_Records contained in a dataset_:
===============
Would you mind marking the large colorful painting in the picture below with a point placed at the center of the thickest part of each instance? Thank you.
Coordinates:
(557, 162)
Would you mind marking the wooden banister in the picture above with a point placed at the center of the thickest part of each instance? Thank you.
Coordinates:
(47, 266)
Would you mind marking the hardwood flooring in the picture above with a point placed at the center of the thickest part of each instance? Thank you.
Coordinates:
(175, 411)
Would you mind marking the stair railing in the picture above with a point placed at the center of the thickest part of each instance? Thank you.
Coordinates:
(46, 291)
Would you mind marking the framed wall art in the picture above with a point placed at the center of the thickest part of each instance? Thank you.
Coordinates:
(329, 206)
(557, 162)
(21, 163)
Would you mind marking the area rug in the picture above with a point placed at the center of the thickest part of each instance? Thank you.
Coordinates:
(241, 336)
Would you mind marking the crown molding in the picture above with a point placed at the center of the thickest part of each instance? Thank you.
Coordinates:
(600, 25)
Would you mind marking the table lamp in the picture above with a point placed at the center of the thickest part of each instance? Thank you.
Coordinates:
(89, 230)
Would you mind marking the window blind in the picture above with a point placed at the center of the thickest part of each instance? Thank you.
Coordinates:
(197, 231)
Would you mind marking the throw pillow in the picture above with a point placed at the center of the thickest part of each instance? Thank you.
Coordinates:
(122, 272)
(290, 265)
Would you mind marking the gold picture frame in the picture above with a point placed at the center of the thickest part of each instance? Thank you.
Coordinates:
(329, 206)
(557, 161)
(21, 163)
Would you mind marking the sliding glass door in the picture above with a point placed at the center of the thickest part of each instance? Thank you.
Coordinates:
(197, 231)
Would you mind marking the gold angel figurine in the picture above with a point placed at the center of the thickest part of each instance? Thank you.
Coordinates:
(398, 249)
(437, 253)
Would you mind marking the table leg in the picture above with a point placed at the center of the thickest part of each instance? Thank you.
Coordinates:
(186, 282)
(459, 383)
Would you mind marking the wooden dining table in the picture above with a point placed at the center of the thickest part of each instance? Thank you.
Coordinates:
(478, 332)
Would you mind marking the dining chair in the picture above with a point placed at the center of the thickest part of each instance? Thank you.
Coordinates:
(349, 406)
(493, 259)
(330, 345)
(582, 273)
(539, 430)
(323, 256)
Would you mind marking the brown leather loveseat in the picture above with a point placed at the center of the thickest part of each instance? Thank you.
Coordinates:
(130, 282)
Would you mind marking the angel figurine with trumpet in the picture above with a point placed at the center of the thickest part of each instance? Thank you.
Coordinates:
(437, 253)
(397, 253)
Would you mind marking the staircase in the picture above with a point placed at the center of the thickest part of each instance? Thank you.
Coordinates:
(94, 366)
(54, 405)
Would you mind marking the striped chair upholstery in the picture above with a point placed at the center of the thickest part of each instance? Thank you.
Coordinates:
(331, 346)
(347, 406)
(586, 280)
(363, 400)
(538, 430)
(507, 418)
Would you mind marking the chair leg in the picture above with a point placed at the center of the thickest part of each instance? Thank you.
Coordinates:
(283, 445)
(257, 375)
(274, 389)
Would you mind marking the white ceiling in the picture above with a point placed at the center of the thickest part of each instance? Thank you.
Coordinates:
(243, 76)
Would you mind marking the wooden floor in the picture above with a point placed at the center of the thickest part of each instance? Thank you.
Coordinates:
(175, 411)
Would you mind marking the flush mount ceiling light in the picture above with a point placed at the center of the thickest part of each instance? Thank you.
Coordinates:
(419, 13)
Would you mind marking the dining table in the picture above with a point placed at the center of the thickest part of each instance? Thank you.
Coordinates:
===============
_What you should do_: An exact transcript of all the records is the expected result.

_Answer below_:
Would you mind marking the large colorful painting in the picture below with a point placed at the center of the thickest part of each instance? Thank you.
Coordinates:
(557, 162)
Would you mind marking the wooden banister in the picture above with a point placed at the center of the thickest part of each instance? Thank you.
Coordinates:
(47, 266)
Would you mind marking the hardwood flooring in the picture above with a point placed at the center of the thickest part of each instance? Thank you.
Coordinates:
(175, 411)
Would you mind marking the stair railing in the picture above with a point placed at the center of the thickest part of each instance? Thank you.
Coordinates:
(46, 291)
Would you mind marking the framed wall art in the picture above with a point placed at the center of the thickest part of each instance? Thank you.
Coordinates:
(329, 206)
(557, 162)
(21, 163)
Would you mind marking the area rug in the picture above with a point placed at the center of the thickest part of each instance? Thank you.
Coordinates:
(241, 336)
Would you mind marking the crown molding in the picture above with a point placed at the center of the thickest part of each instance? Thank you.
Coordinates:
(600, 25)
Would you mind marking the table lamp in the picture above with a point placed at the center of the thickest part of each instance? Thank you.
Coordinates:
(89, 230)
Would you mind marking the window blind in the picture above with a point placed at the center of the thickest part of each instance? Thank you.
Coordinates:
(197, 231)
Would you mind marking the throw pillow in the picture above with a point placed at the center of the thickest part of each instance? Thank you.
Coordinates:
(122, 272)
(290, 265)
Would you mind marking the gold picture frame in the picture above with a point placed at the center of the thickest part of each instance? Thank you.
Coordinates:
(329, 206)
(557, 161)
(21, 163)
Would you mind marking the sliding glass door in the picture above with a point placed at the center of the thickest part of each instance? Thank you.
Coordinates:
(197, 231)
Would you mind marking the gold angel figurine in the picture above with a point placed at the center of the thickest part of each instance? Thank you.
Coordinates:
(398, 249)
(437, 253)
Would you mind marking the table leg in the picture above with a point placed at the center of the thickest part of each instance? Thank you.
Coordinates:
(186, 282)
(459, 383)
Would you mind marking the wooden dining table in the picture above with a point placed at the center of the thickest part of each instance? Thank you.
Coordinates:
(478, 332)
Would you mind marking the dining chair in the picture above with a point placed at the center of the thickest part of each instance? Thank you.
Coordinates:
(349, 406)
(493, 259)
(330, 345)
(582, 273)
(539, 430)
(323, 256)
Would you mind marking the brown leather loveseat in the picture above with a point placed at the center of the thickest part of each instance? Thank you.
Coordinates:
(130, 282)
Would you mind marking the angel figurine with trumpet in the picture above with a point placed at the center of the thickest part of each instance? Thank you.
Coordinates:
(437, 253)
(397, 253)
Would you mind marking the staircase in the picture above with a point placed at the center of the thickest part of each instance? Thank you.
Coordinates:
(94, 366)
(54, 405)
Would you mind marking the striped chair upholstery in the picture above with a point placed at the center of the thickest part of each instance? Thank you.
Coordinates:
(331, 346)
(347, 406)
(586, 280)
(363, 400)
(538, 430)
(507, 418)
Would you mind marking the chair leg in the picture above with a point placed at the center of the thickest part of each instance? Thank you.
Coordinates:
(283, 445)
(257, 375)
(274, 389)
Would you mind marking the white ceiling in the picture above with a point placed at the center of the thickest part of each instance? Thank you.
Coordinates:
(243, 76)
Would you mind marking the wooden floor in the picture above with a point placed at the center of the thickest part of each instance? Thank you.
Coordinates:
(175, 411)
Would you mind marking the flush mount ceiling light in the picture above with a point placed at the center of the thickest part of each instance? Thank you.
Coordinates:
(419, 13)
Would you mind marking the dining table in the picture above with a point placed at the center of the thickest part of each instance? Thank you.
Coordinates:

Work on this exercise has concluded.